What is being asked: Continue the guide to the biggest films of autumn 2018 below, picking up after its last sentence.

Source extract:

Heroes, villains and rebels: the biggest films of autumn 2018
There are heists aplenty, scores to settle, Lady Gaga becomes a star, farewells to Sam Shepard and Harry Dean Stanton, and democracy meets its Peterloo
Mon 27 Aug 2018 06.00 BST Last modified on Thu 6 Sep 2018 13.03 BST
Director: Desiree Akhavan
Desiree Akhavan is the US film-maker who got noticed with her New York-set satire Appropriate Behaviour. Now she has scored a serious success with this subversive queer coming-of-age drama starring Chloë Grace Moretz, which was a hit at this year’s Sundance. Moretz plays Cameron Post, a teenaged orphan in small-town 90s America who is caught kissing the prom queen. Her aghast aunt sends her to a Christian “re-education” camp, where she has to contend with the organisers’ bizarrely misconceived ideas.
Release date: 7 September. All dates given here are for UK cinemas – other territories vary
Dir: Bart Layton
Is it a heist drama? A story about dysfunctional relationships? An awful warning about the elusive nature of truth? Bart Layton’s new film is based on the true story of a bunch of students who, in 2003, got it into their heads to steal rare books from a university library in Kentucky. The participants are played by actors but the real people themselves are interviewed, documentary-style, to put the action into context but also to question what really happened.

Dataset entries:
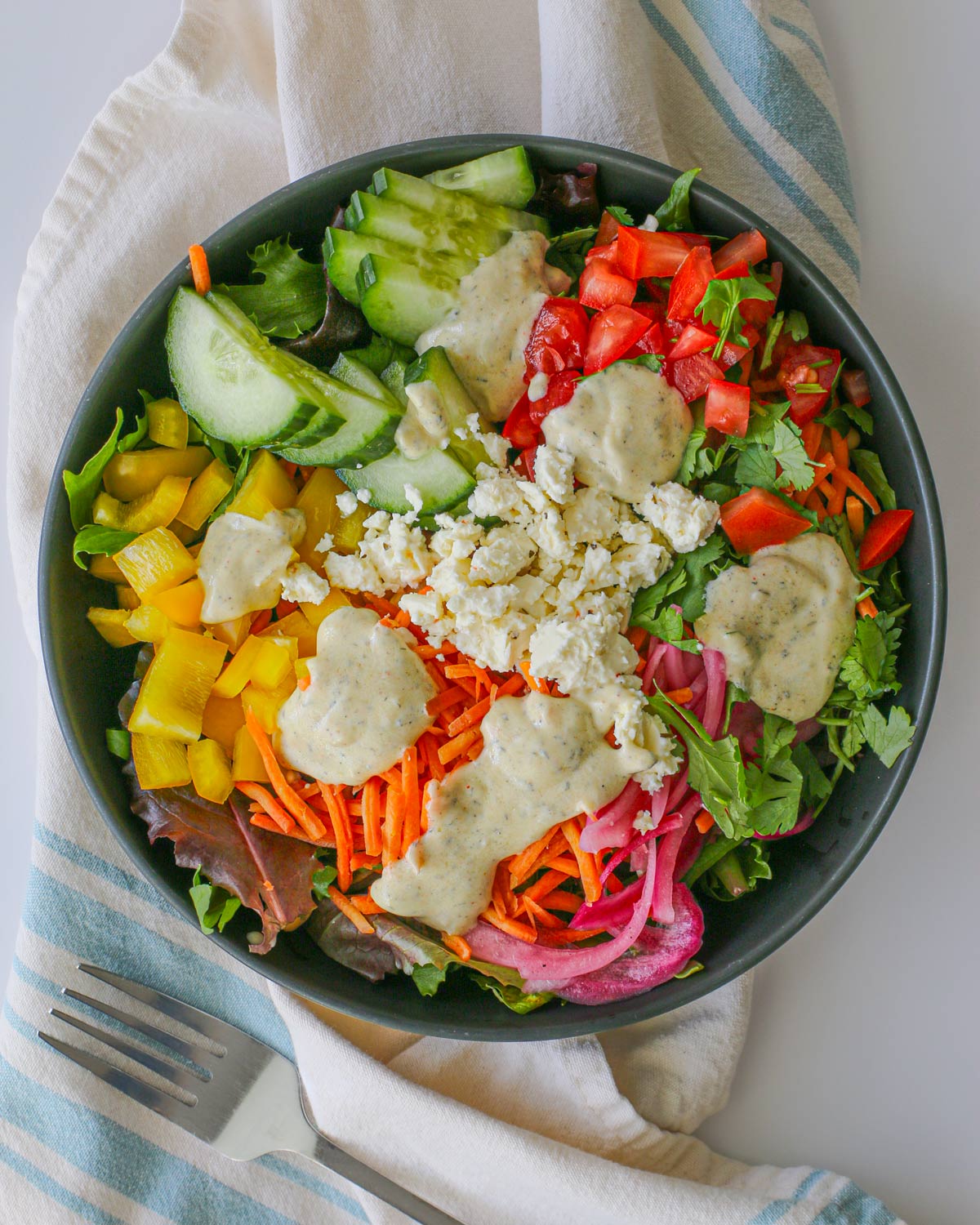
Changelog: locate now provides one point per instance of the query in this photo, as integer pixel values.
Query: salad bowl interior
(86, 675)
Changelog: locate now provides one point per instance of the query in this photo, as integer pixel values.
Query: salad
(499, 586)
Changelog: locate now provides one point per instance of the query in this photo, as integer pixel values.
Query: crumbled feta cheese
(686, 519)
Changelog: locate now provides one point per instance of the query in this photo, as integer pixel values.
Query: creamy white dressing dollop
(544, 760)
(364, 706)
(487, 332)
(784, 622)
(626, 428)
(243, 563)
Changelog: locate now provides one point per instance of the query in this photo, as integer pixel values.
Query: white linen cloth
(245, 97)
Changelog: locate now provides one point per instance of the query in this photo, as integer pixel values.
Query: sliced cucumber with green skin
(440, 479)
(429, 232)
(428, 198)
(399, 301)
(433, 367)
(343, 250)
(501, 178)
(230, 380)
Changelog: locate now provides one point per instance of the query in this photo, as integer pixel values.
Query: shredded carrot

...

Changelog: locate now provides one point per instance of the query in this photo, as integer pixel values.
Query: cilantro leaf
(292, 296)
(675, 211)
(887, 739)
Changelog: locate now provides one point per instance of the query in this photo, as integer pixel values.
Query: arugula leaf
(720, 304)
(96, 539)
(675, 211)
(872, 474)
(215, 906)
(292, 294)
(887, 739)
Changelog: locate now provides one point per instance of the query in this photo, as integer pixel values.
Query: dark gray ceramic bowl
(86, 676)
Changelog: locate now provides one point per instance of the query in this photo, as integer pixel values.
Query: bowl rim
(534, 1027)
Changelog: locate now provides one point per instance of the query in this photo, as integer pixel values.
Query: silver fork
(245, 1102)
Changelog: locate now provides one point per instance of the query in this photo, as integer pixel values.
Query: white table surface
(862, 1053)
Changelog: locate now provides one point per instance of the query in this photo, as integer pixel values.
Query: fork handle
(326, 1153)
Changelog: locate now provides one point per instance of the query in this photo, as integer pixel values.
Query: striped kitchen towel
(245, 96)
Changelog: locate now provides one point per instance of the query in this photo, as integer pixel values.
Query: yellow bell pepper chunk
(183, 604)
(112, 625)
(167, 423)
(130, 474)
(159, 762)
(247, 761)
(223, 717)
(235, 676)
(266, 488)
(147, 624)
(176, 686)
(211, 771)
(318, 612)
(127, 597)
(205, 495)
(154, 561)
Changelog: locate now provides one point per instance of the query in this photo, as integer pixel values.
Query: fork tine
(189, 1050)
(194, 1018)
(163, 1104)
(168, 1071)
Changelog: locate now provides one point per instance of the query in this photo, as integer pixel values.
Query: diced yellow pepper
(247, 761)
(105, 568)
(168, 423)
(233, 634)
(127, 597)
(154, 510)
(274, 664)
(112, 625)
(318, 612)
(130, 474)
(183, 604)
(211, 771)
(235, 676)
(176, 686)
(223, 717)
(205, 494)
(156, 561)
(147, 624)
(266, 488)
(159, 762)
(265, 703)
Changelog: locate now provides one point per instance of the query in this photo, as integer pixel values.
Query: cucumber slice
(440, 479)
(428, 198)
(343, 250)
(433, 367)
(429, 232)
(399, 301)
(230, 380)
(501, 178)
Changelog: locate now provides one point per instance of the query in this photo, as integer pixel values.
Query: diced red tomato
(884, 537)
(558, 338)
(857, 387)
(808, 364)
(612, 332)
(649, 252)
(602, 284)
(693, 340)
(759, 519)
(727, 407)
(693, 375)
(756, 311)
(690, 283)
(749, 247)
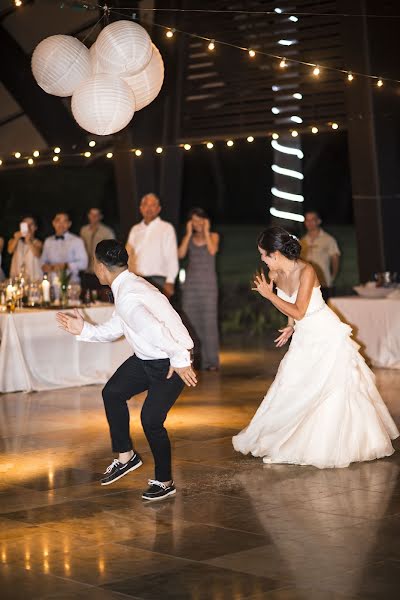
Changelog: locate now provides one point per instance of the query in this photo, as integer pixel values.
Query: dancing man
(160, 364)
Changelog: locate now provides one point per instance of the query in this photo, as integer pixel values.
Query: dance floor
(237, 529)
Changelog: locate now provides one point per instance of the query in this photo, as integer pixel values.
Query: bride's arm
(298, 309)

Output below:
Dir: Jon M Chu
Based on the colossal bestseller by Kevin Kwan, this blingtastic comedy boasts an almost all-Asian cast. It is the first major Hollywood film to do so since The Joy Luck Club in 1993, and has been welcomed as a boisterous corrective to a certain kind of Hollywood racism that renders Asian people invisible. It tells the Cinderella-ish story of Rachel Chu (Constance Wu), a smart, hard-working economics professor who discovers her Singaporean boyfriend Nick (Henry Golding) is so mind-bendingly super-rich that it’s basically embarrassing. She has to impress his formidable mother, played by Michelle Yeoh.
Dir: Agnès Varda
Agnès Varda ascends to a yet higher and more rarefied level of “legendary” status with her latest, Oscar-nominated movie, which she presents to the public at the age of 90. It is a docu-essay that she has co-created with the 33-year-old French photographer and graffiti artist JR, in which they travel to various villages and small towns around France and he creates monumental photos of the people they meet and plasters them on the sides of barns and buildings. It is garrulous, engaging, revealing.
Dir: Gaspar Noé
The adulte terrible Gaspar Noé is back, more lethally brilliant and icily provocative than ever. Or, to put it another way, more infuriating than either fans or detractors will be entirely able to handle. Climax is based (loosely) on the true story of a 90s dance troupe in France who held a party after a rehearsal, drank booze spiked with LSD and then succumbed to a sinister collective freakout. It is like a DJ set from hell, and some of the images Noé contrives are worryingly extreme. The dance moves are sometimes flailingly superhuman.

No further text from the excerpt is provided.